• **小課題 1**
記事によると、トリチウムの半減期は何年か。
• **小課題 2**
記事の「原発被害者相双の会 会報120号が届きましたので、転載いたします。」から「地元自治体こそ「安全神話」に陥ることなく住民を守ることが重要です。」までをすべて、そのまま打ち直すこと。

原発被害者相双の会 会報120号が届きましたので、転載いたします。
「ご意見をうかがう」だけだった
原発事故による汚染水放出計画を漁業者・庶民の反対を押し切り策定し、放出強行まであと一年となります。
県の多くの自治体は放出に反対なのに、原発周辺の自治体は汚染水、廃炉の問題を国任せにしているのではないかと危惧されます。
地元自治体こそ「安全神話」に陥ることなく住民を守ることが重要です。
政府は、汚染水放出について一部の専門家でつくる作業部会で検討しただけです。
「決めたから認めろ」とは納得いきません。
漁業者や住民らの意見を聞くために「公聴会」を開催しましたが、形式的でほんの少数の方だけで、それも意見を聞くだけに終わっています。
政府が2年前に開いた「ご意見をうかがう場」でも、農林水産団体などが海洋放出に反対しましたが、座長の経済産業副大臣は「この会は議論する場ではない」と述べ、聞く耳をもたなかったといいます。
このような「公聴会」「ご意見をうかがう場」をいくら開催しても問題解決になりません。
政府は「海洋放出ありき」での開催ですから議論を避け、漁業者はじめ住民に対し誤魔化し「公聴会」でしかありません。
漁民の怒りは沸騰
海洋放出が強行されたら、被害は福島県の漁民だけでなく太平洋岸の漁業全体に深刻な打撃となります。
4月5日に全国漁業組合連合会会長と岸田首相、萩生田経産相が面会しましたが政府から納得いく話はなく、会長は「放出に絶対反対は変わりなし、政府との距離感は同じ」と述べたと報じられました。
国は 300 億円で漁業関係者を懐柔しようとしました。
しかし、それは「風評被害」で値下がりした水産物の冷凍保存などの対策費です。
肝心の漁業者の経営継続への支援ではないことがあきらかになり(4.12 萩生田経産相記者会見)、全漁連関係者は「これまでも梯子を外されてきた」と怒りを新たにしています。
知事・各自治体は市町村民を守る事が第一ではないのか
残念なことに汚染水などについて「国の責任で決めろ」と、国に任せれば安全に「海洋放出」「廃炉」が進むと考えること自体が「安全神話」になってしまっているのではないでしょうか、
福島県の内堀雅雄知事は「汚染水海洋放出を容認するしないという立場にはない」と発言しています。
知事は県民の財産、命と健康を守る「福島県の代表」ではないのか、福島県の自治体の大半は反対なのです。
このような発言には情けなく落胆です。
どこの原発でも放出しているから安全というのか
「もともとどこの原発も処理水を海洋放出しています」などと政府は言っています。
そんなことを庶民は知っていたでしょうか。
処理水に含まれるトリチウムの弊害について報告されていたでしょうか、放射性物質トリチウムの海洋放出なのですからまったく無害とは言えません。
トリチウムの半減期は 12.3 年です。
完全に無害となるには少なくも 100 年を大きく超えるでしょう。

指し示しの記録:
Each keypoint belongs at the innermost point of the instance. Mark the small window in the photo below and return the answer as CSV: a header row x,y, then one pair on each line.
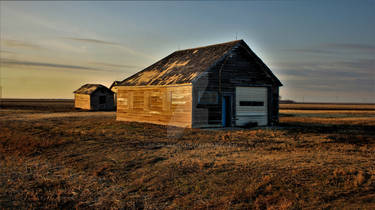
x,y
207,97
251,103
101,99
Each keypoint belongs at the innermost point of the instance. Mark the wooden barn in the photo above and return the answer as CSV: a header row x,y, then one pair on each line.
x,y
94,97
113,88
220,85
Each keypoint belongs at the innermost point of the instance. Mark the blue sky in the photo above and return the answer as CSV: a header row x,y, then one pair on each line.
x,y
320,50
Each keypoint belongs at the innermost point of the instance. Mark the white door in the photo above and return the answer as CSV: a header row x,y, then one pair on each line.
x,y
251,105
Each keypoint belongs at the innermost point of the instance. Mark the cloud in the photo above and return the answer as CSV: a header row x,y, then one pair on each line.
x,y
351,46
115,65
94,41
334,48
19,44
113,44
345,77
14,62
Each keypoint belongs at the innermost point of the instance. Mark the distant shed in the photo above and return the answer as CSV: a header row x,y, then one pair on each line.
x,y
219,85
94,97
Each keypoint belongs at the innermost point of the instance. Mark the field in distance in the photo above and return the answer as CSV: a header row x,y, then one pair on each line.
x,y
54,157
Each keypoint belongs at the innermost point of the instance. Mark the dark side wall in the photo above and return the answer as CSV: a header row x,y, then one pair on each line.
x,y
237,69
109,100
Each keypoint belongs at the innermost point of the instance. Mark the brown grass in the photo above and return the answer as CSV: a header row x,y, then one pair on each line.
x,y
309,161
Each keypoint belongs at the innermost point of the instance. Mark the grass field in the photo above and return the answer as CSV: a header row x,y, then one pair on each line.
x,y
315,158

• **解答 1**
12.3年。

• **解答 2**
原発被害者相双の会 会報120号が届きましたので、転載いたします。
「ご意見をうかがう」だけだった
原発事故による汚染水放出計画を漁業者・庶民の反対を押し切り策定し、放出強行まであと一年となります。
県の多くの自治体は放出に反対なのに、原発周辺の自治体は汚染水、廃炉の問題を国任せにしているのではないかと危惧されます。
地元自治体こそ「安全神話」に陥ることなく住民を守ることが重要です。